↓↓↓

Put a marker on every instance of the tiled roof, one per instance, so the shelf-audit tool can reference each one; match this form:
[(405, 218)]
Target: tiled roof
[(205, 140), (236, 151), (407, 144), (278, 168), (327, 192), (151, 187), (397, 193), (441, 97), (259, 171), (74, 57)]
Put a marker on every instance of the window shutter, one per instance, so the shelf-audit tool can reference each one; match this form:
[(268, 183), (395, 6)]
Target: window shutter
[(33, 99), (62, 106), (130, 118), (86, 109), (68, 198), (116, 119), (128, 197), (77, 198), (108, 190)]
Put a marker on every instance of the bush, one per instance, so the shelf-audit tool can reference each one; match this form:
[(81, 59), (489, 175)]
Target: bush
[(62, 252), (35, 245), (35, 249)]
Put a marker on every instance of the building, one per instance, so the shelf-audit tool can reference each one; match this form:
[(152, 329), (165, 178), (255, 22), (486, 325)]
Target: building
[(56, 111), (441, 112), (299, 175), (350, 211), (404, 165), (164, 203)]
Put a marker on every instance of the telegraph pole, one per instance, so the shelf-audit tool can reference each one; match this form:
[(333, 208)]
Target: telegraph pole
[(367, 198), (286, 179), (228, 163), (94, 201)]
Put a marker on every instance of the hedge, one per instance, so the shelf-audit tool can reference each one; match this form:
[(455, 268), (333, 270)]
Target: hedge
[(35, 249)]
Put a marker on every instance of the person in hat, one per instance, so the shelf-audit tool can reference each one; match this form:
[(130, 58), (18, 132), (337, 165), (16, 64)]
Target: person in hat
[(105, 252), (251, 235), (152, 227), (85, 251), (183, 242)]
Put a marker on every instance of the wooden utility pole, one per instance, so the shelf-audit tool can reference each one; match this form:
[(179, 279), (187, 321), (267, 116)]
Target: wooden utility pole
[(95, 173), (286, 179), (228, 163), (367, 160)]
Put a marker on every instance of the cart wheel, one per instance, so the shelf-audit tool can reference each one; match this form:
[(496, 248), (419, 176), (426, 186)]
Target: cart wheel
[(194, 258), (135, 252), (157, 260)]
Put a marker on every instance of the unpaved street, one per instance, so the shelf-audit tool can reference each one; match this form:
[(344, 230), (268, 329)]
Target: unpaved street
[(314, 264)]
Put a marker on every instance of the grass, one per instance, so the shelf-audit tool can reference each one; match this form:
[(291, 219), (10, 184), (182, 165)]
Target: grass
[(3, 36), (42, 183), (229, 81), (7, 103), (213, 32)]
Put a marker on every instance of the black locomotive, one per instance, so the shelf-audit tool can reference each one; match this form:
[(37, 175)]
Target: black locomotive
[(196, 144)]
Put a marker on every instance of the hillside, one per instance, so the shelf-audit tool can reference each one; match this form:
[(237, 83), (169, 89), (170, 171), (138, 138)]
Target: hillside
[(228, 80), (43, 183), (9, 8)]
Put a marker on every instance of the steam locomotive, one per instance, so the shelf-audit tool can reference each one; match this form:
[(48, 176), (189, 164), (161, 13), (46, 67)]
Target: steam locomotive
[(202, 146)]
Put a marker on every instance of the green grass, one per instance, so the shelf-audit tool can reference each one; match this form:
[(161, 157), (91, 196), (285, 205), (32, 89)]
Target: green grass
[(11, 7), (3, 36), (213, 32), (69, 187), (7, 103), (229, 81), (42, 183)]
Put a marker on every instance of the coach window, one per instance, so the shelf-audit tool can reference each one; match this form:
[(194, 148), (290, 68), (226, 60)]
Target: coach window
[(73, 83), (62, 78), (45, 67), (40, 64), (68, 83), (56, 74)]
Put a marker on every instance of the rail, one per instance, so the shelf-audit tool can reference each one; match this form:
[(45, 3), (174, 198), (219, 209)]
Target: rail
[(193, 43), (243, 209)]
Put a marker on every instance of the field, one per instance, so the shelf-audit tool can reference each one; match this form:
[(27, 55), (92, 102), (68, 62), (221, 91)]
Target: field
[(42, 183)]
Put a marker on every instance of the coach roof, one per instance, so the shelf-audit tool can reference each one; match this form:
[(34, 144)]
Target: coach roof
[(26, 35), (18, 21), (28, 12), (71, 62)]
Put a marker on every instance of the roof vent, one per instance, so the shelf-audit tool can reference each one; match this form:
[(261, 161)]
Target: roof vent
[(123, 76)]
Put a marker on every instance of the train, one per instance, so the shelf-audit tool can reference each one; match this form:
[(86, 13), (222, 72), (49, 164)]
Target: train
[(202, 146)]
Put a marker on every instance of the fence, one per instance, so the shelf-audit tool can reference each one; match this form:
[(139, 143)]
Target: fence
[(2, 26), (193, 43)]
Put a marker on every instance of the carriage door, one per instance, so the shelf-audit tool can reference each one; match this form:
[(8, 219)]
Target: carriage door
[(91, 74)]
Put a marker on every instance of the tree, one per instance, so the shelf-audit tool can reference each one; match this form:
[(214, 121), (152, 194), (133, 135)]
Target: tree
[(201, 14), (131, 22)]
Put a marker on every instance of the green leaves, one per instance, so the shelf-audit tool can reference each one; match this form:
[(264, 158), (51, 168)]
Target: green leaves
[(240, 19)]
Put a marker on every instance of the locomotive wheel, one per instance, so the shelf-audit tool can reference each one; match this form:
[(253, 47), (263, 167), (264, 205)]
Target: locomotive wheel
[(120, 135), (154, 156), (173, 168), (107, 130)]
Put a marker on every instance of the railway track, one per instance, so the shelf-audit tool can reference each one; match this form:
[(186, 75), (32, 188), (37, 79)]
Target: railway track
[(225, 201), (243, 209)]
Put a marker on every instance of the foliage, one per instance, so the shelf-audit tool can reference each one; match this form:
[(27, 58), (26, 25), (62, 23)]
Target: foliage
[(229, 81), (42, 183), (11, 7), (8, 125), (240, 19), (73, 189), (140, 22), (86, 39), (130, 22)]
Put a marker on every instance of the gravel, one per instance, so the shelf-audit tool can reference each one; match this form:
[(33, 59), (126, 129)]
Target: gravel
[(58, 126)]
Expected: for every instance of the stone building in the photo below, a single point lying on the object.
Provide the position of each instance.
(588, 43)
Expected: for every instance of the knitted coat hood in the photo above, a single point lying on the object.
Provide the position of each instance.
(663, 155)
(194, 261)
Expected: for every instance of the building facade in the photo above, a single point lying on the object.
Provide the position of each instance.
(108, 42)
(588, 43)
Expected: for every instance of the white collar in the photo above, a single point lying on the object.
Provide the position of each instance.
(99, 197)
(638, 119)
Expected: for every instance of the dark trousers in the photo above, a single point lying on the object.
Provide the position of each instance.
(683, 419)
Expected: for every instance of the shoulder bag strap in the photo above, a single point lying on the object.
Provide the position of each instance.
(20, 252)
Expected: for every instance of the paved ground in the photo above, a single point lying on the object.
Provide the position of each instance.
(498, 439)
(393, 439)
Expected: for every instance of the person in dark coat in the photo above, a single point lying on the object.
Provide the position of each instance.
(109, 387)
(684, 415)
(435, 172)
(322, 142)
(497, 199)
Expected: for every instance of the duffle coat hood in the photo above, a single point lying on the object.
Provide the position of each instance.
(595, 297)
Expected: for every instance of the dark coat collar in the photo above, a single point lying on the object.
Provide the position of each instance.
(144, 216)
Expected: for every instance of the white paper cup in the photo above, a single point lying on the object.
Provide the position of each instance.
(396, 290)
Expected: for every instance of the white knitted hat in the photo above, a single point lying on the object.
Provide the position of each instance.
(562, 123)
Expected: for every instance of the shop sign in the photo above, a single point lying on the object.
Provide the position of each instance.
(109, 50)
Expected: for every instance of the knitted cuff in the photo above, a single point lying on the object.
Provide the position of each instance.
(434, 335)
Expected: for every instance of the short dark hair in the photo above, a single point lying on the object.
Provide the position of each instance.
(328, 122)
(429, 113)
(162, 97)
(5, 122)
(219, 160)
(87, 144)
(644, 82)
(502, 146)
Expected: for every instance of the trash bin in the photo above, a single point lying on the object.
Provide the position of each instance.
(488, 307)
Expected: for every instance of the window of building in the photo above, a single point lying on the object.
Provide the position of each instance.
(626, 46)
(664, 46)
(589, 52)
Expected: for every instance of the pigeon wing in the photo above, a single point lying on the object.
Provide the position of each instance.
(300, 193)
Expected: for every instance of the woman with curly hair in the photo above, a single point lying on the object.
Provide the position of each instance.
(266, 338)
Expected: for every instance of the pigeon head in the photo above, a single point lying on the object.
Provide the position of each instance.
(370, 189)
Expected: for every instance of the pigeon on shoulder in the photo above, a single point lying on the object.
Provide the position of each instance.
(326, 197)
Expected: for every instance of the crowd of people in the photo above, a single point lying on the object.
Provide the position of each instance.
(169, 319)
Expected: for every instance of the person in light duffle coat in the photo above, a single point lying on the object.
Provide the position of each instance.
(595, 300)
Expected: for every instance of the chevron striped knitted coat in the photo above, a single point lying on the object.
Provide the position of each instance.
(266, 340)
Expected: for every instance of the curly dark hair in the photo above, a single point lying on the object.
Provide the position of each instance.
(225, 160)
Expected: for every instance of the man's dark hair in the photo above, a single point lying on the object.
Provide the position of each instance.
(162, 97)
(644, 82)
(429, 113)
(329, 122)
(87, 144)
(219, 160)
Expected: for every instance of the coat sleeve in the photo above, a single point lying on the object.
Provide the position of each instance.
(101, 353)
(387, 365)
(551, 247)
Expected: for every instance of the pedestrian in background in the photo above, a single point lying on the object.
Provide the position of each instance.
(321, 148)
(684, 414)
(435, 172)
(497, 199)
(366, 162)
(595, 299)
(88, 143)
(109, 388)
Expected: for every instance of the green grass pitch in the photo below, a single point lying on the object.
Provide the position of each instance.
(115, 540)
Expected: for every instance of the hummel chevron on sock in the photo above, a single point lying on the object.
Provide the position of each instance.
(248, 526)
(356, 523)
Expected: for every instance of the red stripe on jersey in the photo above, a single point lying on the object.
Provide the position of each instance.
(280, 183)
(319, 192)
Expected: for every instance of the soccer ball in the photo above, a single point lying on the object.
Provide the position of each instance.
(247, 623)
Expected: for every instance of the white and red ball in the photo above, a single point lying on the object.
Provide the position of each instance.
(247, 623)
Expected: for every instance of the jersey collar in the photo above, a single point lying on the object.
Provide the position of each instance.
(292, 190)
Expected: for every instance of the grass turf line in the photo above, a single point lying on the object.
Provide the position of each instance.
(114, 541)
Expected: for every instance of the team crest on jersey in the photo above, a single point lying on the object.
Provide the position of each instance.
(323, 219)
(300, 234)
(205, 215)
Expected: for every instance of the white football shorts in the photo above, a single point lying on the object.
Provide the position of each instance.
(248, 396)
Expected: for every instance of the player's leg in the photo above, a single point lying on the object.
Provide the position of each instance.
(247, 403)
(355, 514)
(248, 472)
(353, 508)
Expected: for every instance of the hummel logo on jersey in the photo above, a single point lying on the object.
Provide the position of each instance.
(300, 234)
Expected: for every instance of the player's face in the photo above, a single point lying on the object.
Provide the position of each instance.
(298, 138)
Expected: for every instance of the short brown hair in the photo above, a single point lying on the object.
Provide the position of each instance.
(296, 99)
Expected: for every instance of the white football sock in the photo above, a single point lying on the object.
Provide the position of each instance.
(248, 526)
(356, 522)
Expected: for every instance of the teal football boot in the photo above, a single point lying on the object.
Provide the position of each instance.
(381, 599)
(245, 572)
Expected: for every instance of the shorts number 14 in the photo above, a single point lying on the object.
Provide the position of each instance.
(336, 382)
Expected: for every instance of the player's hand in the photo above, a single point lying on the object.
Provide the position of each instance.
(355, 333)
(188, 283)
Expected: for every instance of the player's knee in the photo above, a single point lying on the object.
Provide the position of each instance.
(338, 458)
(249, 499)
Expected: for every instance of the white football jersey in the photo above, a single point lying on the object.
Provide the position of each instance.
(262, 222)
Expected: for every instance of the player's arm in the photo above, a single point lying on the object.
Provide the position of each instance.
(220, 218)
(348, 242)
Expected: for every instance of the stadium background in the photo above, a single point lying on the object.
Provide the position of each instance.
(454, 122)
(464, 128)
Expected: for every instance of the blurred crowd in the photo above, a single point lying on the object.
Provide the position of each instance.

↑↑↑

Problem to solve:
Out of the data above, set down the lines from the one with "[(253, 47), (263, 167), (264, 205)]" to the one with "[(186, 75), (32, 188), (37, 79)]", both included, exactly as written and with no additions.

Answer area:
[(253, 47), (263, 167), (264, 205)]
Target: locomotive wheel
[(120, 135), (154, 156), (173, 168), (107, 130)]
Put a marker on every instance of the railway track, one per instance, so the shelf-audit tool can reference each one; match this form:
[(186, 75), (32, 188), (37, 79)]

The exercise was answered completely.